Monday, September 10, 2012

There are few who have not their idols, which their hearts adore, in which they put their trust, and place their happiness. The worst of all is ourselves.
... Thomas Wilson (1663-1755), Maxims of Piety and of Christianity, London: Macmillan, 1898, p. 71 (see the book; see also 1 John 5:21; Hab. 2:18-20; Matt. 16:25-26; Acts 17:29; Rom. 1:22-23; 1 Cor. 10:24; Gal. 6:2; Phil. 2:4; 3:18-19; Col. 3:5; 1 John 2:15; more at Happiness, Heart, Idol, Selfish, Trust)

 
Tuesday, September 11, 2012

We hear much in our day of the “rest of faith”, but there is such a thing as the fight of faith in prayer as well as in effort. Those who would have us think that they have attained to some sublime height of faith and trust because they never know any agony of conflict or of prayer, have surely gotten beyond their Lord, and beyond the mightiest victors for God, both in effort and prayer, that the ages of Christian history have known.

Information given -

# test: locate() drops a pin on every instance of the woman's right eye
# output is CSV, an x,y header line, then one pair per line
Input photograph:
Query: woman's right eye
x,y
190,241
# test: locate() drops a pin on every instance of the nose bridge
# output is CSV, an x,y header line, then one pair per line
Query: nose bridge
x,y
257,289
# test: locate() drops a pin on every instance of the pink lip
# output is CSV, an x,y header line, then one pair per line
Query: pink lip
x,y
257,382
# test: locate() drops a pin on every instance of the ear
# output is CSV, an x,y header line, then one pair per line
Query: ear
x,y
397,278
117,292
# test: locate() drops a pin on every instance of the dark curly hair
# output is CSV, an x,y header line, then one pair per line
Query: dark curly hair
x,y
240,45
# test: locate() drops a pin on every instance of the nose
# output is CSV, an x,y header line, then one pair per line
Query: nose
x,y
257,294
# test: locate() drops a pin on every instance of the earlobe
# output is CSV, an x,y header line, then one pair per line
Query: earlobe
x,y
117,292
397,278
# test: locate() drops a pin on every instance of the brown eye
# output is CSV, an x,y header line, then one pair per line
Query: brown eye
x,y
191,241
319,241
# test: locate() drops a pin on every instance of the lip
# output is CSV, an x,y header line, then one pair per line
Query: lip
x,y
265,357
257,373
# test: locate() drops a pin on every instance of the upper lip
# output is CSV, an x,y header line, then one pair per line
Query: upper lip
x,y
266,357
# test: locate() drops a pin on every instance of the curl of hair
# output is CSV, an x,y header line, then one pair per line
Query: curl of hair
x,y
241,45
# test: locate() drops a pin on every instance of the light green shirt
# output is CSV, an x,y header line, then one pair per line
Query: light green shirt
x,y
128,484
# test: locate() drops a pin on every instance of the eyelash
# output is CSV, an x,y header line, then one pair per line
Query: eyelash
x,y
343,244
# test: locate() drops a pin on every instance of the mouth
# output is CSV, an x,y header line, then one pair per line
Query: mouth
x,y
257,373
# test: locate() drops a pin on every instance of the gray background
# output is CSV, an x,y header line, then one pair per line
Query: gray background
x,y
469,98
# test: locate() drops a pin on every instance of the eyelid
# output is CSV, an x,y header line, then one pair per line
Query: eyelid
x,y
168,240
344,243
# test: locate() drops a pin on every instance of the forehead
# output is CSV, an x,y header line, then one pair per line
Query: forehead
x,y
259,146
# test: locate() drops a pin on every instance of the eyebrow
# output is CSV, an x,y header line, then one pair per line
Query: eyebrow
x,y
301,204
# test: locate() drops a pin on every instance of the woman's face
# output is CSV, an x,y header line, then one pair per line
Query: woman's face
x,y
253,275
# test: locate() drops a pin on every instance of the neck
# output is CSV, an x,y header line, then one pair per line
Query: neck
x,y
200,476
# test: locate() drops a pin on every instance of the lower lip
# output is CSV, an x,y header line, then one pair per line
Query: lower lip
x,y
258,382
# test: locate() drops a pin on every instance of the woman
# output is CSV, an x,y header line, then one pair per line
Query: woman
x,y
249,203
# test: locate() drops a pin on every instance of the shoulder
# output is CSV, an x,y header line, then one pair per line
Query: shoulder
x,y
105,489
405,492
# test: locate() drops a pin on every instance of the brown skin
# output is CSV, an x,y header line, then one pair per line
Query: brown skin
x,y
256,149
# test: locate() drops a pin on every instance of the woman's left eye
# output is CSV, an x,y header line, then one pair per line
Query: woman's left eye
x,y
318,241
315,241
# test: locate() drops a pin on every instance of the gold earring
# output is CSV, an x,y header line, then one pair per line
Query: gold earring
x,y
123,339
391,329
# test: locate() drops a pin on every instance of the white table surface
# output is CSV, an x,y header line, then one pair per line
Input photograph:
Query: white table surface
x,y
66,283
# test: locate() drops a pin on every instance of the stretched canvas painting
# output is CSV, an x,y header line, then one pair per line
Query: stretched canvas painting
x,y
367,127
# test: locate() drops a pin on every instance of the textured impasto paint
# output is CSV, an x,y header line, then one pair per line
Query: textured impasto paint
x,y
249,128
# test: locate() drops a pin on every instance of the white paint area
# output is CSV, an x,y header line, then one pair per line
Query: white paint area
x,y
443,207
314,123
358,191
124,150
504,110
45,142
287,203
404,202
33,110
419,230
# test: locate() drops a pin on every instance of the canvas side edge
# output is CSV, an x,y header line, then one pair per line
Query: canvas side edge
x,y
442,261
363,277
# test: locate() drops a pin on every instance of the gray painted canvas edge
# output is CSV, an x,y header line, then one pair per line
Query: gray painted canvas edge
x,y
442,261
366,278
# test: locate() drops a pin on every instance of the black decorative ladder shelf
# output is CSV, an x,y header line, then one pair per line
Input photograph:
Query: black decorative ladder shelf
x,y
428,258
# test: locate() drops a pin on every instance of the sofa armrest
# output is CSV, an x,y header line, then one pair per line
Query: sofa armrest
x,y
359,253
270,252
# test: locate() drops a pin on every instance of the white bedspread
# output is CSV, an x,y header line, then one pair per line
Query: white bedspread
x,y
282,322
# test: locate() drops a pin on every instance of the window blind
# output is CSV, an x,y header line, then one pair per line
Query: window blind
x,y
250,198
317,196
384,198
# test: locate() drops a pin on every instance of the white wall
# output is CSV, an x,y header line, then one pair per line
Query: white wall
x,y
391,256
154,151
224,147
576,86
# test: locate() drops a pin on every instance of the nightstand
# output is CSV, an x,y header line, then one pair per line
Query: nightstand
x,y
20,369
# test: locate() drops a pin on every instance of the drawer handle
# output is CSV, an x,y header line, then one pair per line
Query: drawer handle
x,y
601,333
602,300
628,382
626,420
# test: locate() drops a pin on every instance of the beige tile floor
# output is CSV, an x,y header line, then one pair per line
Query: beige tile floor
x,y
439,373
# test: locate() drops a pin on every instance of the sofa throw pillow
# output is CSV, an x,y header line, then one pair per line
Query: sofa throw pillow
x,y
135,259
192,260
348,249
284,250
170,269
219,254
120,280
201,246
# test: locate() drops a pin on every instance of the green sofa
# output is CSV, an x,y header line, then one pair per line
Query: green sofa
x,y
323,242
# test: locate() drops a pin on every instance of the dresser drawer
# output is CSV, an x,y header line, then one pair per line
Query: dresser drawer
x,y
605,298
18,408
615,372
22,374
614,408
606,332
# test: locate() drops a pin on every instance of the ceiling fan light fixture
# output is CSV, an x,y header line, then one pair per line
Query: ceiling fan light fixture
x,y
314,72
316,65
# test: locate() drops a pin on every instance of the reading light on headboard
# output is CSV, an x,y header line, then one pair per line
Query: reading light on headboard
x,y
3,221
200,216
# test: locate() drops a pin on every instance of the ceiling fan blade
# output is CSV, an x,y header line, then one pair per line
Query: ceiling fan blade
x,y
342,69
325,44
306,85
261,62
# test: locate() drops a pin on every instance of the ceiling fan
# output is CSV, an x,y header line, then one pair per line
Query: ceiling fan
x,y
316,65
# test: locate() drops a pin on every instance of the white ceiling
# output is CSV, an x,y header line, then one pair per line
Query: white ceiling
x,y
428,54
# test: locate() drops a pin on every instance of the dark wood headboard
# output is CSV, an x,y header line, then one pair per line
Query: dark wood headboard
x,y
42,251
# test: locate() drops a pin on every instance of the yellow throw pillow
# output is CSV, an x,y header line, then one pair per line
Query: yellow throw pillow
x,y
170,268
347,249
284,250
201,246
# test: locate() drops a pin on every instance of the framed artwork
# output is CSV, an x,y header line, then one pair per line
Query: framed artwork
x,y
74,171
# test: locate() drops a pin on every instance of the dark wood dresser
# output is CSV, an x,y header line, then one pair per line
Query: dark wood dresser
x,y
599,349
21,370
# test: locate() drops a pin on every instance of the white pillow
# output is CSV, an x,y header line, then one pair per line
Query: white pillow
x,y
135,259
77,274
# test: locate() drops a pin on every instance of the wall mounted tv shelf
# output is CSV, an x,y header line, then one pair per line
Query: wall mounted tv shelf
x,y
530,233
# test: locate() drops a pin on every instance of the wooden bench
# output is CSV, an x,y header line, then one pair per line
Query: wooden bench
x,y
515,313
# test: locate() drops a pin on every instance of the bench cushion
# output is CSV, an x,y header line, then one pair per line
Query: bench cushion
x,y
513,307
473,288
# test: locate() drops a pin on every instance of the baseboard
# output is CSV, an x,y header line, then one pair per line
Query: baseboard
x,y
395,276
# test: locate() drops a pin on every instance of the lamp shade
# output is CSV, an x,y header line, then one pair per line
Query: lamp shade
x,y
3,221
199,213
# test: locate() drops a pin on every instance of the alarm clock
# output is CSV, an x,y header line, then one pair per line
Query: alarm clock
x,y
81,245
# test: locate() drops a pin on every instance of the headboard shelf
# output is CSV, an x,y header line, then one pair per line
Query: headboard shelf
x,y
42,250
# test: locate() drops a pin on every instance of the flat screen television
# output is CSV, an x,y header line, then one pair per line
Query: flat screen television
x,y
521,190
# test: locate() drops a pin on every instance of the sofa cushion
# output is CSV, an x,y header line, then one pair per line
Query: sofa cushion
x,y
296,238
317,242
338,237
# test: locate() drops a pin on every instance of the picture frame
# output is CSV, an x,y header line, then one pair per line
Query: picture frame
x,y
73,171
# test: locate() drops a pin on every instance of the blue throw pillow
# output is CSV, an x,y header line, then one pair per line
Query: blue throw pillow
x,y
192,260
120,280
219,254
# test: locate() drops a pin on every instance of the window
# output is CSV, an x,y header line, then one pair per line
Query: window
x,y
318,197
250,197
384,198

Task instructions -
A. In the devotional excerpt placed before the items, what does it call the worst of all idols?
B. Continue the devotional excerpt placed before the items, picking up after its final sentence.

Per-task outputs -
A. Ourselves.

B.
... R. A. Torrey (1856-1928), How to Pray, Fleming H. Revell, 1900, p. 36 (see the book; see also Rom. 15:30; Dan. 9:3; Hos. 6:6; Hab. 1:2; Mark 11:24; Luke 11:5-8; 18:1-6; 22:41-45; Rom. 8:26; 2 Cor. 12:7-9; Eph. 6:18; Heb. 5:7-10; Jas. 5:15-16; more at Adversity, Faith, God, Historical, Prayer, Rest, Trust)

 
Wednesday, September 12, 2012

Prayer is the highest use to which speech can be put.
... P. T. Forsyth (1848-1921), The Soul of Prayer [1916], Regent College Publishing, 2002, p. 18 (see the book; see also Col. 4:2; Matt. 21:22; Luke 11:1-4; 18:1; 1 Cor. 14:15; Eph. 3:12; 6:18-20; Phil. 4:6; 1 Thess. 5:17-18; 1 Tim. 2:8; Heb. 4:16; 1 John 4:19; Jude 1:20; more at Contemplation, Devotion, Prayer, Worship)

 
Thursday, September 13, 2012
Feast of John Chrysostom, Bishop of Constantinople, Teacher, 407

He is “a natural man,” who attributes every thing to reasonings of the mind and considers not that he needs help from above; which is a mark of sheer folly. For God bestowed it that it might learn and receive help from Him, not that it should consider itself sufficient unto itself. For eyes are beautiful and useful, but should they choose to see without light, their beauty profits them nothing; nor yet their natural force, but even doth harm. So if you mark it, any soul also, if it choose to see without the Spirit, becomes even an impediment unto itself.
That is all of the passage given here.